### RECORD LIST:
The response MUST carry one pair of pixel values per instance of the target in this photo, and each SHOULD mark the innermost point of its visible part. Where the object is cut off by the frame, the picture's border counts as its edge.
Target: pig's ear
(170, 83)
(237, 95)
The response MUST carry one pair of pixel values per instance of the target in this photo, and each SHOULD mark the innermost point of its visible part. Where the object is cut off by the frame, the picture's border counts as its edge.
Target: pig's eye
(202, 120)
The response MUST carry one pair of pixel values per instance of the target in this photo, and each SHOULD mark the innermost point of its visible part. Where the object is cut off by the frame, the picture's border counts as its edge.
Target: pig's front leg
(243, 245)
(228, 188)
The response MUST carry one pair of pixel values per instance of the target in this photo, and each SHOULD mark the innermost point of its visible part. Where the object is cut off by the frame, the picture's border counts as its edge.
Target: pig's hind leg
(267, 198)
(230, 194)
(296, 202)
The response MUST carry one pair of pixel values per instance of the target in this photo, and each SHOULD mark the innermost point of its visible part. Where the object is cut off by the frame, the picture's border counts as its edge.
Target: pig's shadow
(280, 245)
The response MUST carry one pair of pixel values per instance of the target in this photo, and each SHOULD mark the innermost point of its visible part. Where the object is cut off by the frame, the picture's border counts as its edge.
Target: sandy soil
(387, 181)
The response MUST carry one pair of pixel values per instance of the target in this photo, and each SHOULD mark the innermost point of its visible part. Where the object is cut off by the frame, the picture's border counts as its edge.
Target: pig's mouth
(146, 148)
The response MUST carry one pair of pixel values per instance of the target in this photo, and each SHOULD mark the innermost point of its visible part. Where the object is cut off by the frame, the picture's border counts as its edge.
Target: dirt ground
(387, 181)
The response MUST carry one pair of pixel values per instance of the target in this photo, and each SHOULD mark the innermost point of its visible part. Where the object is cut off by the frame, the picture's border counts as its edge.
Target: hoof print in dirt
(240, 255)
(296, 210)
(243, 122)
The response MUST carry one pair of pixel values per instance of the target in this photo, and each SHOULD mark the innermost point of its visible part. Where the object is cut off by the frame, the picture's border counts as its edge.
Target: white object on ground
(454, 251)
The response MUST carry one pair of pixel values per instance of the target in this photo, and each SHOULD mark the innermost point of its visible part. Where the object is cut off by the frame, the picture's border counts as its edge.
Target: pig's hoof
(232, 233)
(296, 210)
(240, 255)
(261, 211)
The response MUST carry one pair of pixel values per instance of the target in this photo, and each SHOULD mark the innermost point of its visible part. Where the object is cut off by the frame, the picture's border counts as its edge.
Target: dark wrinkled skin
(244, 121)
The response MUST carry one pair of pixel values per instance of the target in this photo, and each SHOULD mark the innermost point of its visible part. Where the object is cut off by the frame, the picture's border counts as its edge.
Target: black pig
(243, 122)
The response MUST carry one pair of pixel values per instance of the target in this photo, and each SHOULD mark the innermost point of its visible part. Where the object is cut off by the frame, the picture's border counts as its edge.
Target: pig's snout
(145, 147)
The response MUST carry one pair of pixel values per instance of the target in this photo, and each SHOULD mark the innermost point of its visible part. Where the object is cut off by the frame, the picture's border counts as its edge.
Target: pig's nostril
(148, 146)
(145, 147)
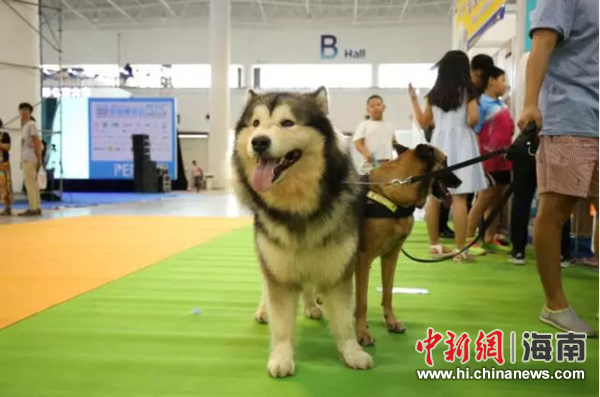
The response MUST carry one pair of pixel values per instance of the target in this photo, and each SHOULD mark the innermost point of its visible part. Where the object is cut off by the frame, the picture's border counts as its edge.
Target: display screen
(96, 136)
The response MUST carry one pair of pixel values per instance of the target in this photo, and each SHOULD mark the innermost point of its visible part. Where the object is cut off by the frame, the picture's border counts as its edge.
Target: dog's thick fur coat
(384, 237)
(306, 220)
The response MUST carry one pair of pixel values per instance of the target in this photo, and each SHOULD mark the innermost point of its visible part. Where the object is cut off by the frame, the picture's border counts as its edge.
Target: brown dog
(389, 221)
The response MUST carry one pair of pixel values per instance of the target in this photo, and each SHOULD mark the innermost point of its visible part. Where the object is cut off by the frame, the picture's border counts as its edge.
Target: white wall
(250, 45)
(19, 46)
(348, 106)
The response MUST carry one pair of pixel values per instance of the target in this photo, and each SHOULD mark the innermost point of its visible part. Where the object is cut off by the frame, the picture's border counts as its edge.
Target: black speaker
(146, 185)
(140, 140)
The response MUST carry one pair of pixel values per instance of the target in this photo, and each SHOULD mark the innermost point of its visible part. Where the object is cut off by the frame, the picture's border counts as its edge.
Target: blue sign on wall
(529, 7)
(112, 122)
(329, 49)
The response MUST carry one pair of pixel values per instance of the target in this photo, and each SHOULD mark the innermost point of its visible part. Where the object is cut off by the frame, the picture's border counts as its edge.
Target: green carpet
(137, 336)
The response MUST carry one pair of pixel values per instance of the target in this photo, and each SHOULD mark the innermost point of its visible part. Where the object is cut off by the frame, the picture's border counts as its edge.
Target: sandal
(464, 257)
(439, 251)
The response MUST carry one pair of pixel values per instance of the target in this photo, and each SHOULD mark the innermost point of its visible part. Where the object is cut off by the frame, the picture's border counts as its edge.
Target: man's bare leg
(554, 210)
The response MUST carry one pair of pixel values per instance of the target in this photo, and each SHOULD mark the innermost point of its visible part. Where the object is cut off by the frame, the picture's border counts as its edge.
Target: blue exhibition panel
(112, 122)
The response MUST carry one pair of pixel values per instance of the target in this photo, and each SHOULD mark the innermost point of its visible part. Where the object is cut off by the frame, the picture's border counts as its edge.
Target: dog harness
(379, 206)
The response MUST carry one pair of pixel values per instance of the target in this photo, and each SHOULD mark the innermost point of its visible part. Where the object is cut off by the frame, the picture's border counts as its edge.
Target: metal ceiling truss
(114, 13)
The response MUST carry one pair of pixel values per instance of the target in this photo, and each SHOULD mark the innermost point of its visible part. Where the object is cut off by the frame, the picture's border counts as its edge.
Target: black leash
(487, 222)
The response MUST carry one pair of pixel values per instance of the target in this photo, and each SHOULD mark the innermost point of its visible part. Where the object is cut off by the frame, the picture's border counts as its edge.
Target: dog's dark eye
(287, 123)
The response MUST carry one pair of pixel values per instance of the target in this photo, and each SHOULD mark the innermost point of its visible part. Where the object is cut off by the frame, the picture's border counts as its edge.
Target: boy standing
(31, 158)
(5, 181)
(374, 137)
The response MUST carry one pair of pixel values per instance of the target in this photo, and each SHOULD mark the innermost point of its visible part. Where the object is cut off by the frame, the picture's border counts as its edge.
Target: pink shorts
(568, 165)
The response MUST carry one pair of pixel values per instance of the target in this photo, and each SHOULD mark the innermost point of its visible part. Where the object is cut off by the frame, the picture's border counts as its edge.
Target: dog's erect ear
(400, 149)
(322, 98)
(250, 95)
(425, 152)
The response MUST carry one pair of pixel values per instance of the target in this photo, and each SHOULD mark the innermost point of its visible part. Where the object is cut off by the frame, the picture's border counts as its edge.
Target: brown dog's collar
(379, 206)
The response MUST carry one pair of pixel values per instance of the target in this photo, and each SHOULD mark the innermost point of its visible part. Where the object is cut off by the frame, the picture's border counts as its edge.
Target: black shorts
(498, 178)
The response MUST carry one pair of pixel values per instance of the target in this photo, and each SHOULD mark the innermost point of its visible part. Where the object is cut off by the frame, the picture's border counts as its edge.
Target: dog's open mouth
(268, 170)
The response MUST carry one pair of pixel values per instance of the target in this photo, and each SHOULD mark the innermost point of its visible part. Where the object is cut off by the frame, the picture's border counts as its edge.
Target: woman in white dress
(453, 110)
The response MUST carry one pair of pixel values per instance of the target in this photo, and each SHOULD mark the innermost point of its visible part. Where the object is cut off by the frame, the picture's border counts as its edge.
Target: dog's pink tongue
(262, 178)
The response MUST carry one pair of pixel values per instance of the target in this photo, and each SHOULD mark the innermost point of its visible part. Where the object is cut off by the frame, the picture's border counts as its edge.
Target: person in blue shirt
(561, 98)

### SET EXERCISE:
Please pick out every line of the data that contains the string "dark", matching its case exactly.

### IN RESPONSE:
Target: dark wrinkled skin
Target: dog's dark eye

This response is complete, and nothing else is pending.